* **Direction**:
Copy the listing below word for word, from its first line through the line containing "even-odd rule for holes", and copy nothing beyond that line.

** start Data for this task **

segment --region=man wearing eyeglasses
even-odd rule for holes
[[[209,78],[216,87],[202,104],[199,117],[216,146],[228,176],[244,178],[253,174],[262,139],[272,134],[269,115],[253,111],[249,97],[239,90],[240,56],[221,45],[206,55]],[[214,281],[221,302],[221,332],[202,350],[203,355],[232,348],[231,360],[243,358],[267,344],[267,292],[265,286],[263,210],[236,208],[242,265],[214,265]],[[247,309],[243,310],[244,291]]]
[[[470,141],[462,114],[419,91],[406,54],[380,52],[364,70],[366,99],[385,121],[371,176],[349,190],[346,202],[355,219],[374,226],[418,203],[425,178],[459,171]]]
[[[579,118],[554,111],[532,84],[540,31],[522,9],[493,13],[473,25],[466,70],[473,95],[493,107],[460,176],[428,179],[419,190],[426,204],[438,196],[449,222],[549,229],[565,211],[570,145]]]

** end Data for this task **

* **Complete output**:
segment --region=man wearing eyeglasses
even-odd rule for holes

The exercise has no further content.